• [Consignes]:
- 1) Répondez à ces questions sur l'entretien :
(a) Pour quel événement Romain Leleu avait-il d'abord travaillé sur le thème de la nuit ?
(b) En compagnie de qui aurait-il aimé passer une soirée ?
(c) Quelle formation cite-t-il à côté du concerto et du récital ?
- 2) Dans l'entretien, reprenez le passage compris entre « ROMAIN LELEU : Le » et « ou à transcrire ! », inclus, en renommant « Sextet » en « Quintette ».
--- Extrait choisi ---
ROMAIN LELEU : Nous avions travaillé sur ce thème pour la Folle Journée, et j’ai décidé d’en poursuivre l’exploration car il m’a beaucoup inspiré. La nuit tout est différent et j’aime d’ailleurs beaucoup travailler la nuit lorsque notre cerveau est en ondes Alpha, ce qui permet une concentration différente, un moment presque hors du temps. Mais la nuit peut aussi être source de peurs, d’angoisses, de rêveries, de romances, de fêtes etc.
Les pièces ont été sélectionnées en fonction de l’histoire qu’elles racontent d’une part (le Roi des Aulnes, Nacht & Träume, etc) ; également en fonction de l’idée que je m’en faisais de les jouer à la trompette. Et sur ce travail, nous n’avons pas dû abandonner d’idées tant le plan vocal ou symphonique se prêtait bien à l’ensemble.
J’ai également sélectionné les œuvres qui me paraissaient illustrer tous ces sentiments cités plus haut. Ainsi, la fête jusqu’au bout de la Nuit du Bœuf sur le Toit me plaisait beaucoup, d’autant plus que j’aurais beaucoup aimé partager une soirée en compagnie du Groupe des Six et du fameux Jean Cocteau !

 

CLASSIQUENEWS : Quels bénéfices / Quelles qualités confirme le timbre de la trompette à travers les transcriptions ? Quel éclairage particulier sur les pièces que l’on connaissait dans leur version originale ? Y a t il des pièces qui se prêtent mieux au jeu / au timbre de la trompette ?

ROMAIN LELEU : Le fait de transcrire des œuvres me donne l’occasion d’avoir accès à un autre répertoire et de trouver un équilibre artistique entre ce que je fais en concerto, en récital, et avec le Sextet. C’est très important pour moi, pour ne pas tomber dans une sorte de routine, et j’aime beaucoup découvrir de nouvelles œuvres, à créer, ou à transcrire !
--- Enregistrements de données ---
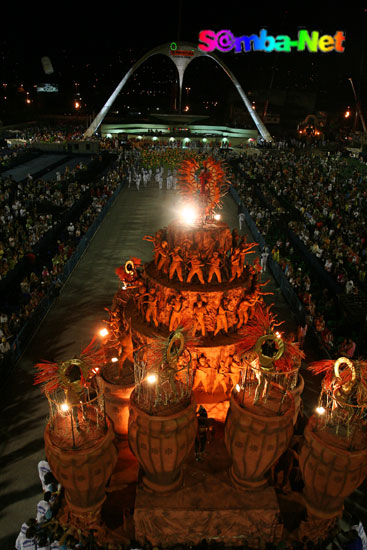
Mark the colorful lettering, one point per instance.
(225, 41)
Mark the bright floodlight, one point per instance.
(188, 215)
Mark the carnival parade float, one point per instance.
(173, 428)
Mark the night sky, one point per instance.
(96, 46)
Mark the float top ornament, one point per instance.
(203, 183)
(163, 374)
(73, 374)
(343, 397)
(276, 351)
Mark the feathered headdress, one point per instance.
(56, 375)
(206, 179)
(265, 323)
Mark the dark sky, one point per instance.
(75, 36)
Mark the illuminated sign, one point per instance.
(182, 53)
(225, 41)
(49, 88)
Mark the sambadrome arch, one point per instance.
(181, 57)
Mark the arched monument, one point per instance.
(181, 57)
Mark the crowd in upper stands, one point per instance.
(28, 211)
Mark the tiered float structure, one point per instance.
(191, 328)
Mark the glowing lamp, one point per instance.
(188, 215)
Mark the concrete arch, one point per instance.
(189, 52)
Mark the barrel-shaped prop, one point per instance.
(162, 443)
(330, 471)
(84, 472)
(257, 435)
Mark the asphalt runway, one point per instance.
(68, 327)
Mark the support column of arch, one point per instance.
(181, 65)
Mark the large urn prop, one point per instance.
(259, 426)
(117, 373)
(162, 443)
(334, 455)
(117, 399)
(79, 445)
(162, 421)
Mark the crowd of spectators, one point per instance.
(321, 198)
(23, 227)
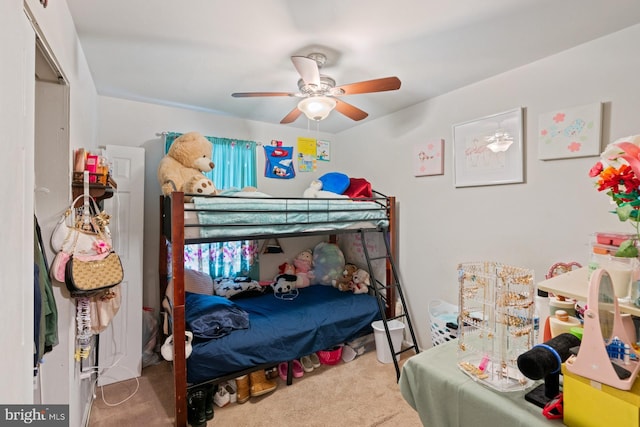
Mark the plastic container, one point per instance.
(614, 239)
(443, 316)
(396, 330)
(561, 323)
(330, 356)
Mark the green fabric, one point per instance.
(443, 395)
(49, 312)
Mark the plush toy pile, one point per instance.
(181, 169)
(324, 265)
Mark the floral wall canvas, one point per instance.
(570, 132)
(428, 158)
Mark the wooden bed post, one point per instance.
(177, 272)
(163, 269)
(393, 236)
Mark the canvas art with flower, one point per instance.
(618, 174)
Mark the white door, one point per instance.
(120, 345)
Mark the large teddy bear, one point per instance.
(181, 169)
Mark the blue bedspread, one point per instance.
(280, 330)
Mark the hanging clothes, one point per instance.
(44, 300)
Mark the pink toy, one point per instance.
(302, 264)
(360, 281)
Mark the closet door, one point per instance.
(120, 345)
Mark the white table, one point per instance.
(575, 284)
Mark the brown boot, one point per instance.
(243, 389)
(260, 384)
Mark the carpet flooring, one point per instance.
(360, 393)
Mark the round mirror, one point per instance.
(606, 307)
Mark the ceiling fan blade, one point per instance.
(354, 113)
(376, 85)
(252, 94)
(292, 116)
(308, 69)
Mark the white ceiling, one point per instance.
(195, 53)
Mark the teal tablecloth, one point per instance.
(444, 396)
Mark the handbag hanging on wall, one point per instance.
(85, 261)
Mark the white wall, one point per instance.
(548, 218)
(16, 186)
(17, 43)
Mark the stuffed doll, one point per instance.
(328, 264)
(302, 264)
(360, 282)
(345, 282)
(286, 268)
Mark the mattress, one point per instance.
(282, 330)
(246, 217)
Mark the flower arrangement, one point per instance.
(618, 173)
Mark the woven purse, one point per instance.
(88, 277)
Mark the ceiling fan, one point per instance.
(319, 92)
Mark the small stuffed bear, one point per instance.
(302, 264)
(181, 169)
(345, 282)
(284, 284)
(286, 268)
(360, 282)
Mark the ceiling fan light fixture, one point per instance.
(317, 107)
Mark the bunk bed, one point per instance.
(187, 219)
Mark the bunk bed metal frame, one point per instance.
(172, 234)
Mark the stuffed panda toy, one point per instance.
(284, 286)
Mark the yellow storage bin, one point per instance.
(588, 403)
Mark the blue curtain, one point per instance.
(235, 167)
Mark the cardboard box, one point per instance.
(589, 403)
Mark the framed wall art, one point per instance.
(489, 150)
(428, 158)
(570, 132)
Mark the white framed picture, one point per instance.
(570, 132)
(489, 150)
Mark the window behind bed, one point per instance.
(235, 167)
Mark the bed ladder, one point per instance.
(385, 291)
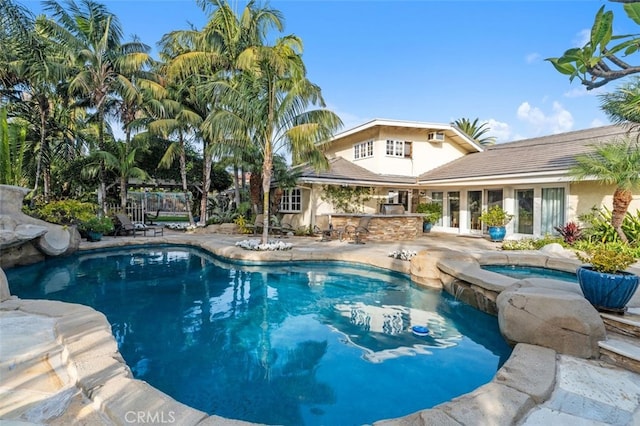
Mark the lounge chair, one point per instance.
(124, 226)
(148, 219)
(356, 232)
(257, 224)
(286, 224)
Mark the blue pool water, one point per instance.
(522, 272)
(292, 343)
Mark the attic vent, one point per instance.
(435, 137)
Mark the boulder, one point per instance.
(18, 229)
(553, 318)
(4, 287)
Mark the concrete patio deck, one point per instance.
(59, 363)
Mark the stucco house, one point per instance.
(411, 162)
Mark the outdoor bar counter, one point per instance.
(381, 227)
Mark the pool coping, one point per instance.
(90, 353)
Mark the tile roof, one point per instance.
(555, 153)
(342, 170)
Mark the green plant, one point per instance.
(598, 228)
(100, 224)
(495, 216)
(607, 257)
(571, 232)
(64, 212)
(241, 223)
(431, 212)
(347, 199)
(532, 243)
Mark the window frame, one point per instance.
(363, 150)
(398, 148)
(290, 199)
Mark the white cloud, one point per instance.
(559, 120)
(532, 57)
---
• [Réponses aux exercices]:
- 1)
(a) Pour la Folle Journée.
(b) En compagnie du Groupe des Six et de Jean Cocteau.
(c) Le Sextet.

- 2)
ROMAIN LELEU : Le fait de transcrire des œuvres me donne l’occasion d’avoir accès à un autre répertoire et de trouver un équilibre artistique entre ce que je fais en concerto, en récital, et avec le Quintette. C’est très important pour moi, pour ne pas tomber dans une sorte de routine, et j’aime beaucoup découvrir de nouvelles œuvres, à créer, ou à transcrire !